== GIVEN ENTRIES ==
## Begin
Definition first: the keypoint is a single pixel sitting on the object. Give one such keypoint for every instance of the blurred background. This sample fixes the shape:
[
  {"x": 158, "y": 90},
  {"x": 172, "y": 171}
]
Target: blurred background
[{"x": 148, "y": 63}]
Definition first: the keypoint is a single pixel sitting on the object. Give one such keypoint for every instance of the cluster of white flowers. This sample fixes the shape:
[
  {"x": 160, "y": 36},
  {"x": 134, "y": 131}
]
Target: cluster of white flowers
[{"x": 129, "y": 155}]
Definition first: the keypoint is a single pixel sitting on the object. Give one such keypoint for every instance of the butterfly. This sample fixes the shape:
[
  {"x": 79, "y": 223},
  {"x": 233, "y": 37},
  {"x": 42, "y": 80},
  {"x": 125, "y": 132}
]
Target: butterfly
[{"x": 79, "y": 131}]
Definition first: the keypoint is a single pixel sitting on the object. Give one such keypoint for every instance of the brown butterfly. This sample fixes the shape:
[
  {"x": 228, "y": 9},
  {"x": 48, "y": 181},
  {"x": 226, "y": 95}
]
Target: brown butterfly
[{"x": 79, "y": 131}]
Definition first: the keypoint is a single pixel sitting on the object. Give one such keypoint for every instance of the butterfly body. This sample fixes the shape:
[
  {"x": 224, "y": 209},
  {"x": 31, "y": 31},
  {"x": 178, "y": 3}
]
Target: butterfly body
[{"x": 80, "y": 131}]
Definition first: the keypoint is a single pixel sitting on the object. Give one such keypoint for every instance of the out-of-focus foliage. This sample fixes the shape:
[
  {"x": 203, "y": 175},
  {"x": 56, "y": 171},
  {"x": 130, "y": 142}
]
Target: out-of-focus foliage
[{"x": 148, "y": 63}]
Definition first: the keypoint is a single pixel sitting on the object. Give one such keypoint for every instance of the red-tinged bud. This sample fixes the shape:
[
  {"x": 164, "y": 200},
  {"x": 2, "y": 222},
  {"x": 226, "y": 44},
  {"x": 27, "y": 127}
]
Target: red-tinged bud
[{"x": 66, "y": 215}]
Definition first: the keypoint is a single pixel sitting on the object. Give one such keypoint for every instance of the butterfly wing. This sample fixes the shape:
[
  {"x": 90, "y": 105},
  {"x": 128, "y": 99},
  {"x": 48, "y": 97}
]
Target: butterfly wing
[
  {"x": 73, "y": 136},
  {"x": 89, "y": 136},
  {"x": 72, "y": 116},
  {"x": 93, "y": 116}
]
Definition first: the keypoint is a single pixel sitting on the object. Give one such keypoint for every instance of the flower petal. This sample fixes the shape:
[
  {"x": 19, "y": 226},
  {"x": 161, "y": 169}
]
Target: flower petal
## End
== WHAT YOU SHOULD DO ==
Return what is listed above, exactly and completely.

== OUTPUT BELOW ==
Definition first: the keypoint is a single pixel sitting on the object. Give one such keypoint for every instance of the blurred background. This sample fixes the shape:
[
  {"x": 158, "y": 90},
  {"x": 172, "y": 171}
]
Target: blurred background
[{"x": 148, "y": 63}]
Definition first: the keypoint is a single pixel sitting on the object. Give one such keypoint for every instance of the cluster of white flowers. This sample fixes the shape:
[
  {"x": 160, "y": 36},
  {"x": 134, "y": 131}
]
Target: cluster of white flowers
[{"x": 129, "y": 155}]
Definition first: the keypoint is a single pixel sitting on the object. Give one such keypoint for every instance of the butterfly. This sample fixes the shape:
[
  {"x": 79, "y": 223},
  {"x": 233, "y": 37},
  {"x": 42, "y": 80},
  {"x": 125, "y": 132}
]
Target: butterfly
[{"x": 79, "y": 131}]
Definition first: the keypoint is a single pixel sitting on the object. Give one such keypoint for every instance of the brown butterfly. This sample fixes the shape:
[
  {"x": 228, "y": 9},
  {"x": 48, "y": 181},
  {"x": 226, "y": 95}
]
Target: brown butterfly
[{"x": 79, "y": 131}]
Definition first: the keypoint is a single pixel sitting on the object. Give one such keypoint for every instance of the butterfly body. This sample fixes the shape:
[
  {"x": 224, "y": 209},
  {"x": 31, "y": 31},
  {"x": 178, "y": 3}
]
Target: butterfly body
[{"x": 80, "y": 131}]
Definition first: the keypoint is a single pixel sitting on the object. Give one such keypoint for every instance of the out-of-focus foliage. This sample fixes the shape:
[
  {"x": 203, "y": 175},
  {"x": 56, "y": 171},
  {"x": 130, "y": 142}
]
Target: out-of-focus foliage
[{"x": 148, "y": 63}]
Definition first: the keypoint is a single pixel sitting on the object. Give one such keypoint for every instance of the red-tinged bud. This sample fixes the shape:
[
  {"x": 164, "y": 200},
  {"x": 2, "y": 222},
  {"x": 226, "y": 44},
  {"x": 27, "y": 127}
]
Target: red-tinged bud
[{"x": 66, "y": 215}]
Definition first: the keypoint is a single pixel sitting on the object. Give one such keypoint for every instance of the butterfly wing. This sample fixes the shape:
[
  {"x": 90, "y": 105},
  {"x": 128, "y": 99},
  {"x": 48, "y": 97}
]
Target: butterfly wing
[
  {"x": 73, "y": 136},
  {"x": 89, "y": 136},
  {"x": 72, "y": 116},
  {"x": 93, "y": 116}
]
Definition first: the keypoint is a single pixel sitting on the object. Give one such keypoint for every instance of the flower petal. This sample fixes the shape:
[
  {"x": 19, "y": 226},
  {"x": 161, "y": 169}
]
Target: flower petal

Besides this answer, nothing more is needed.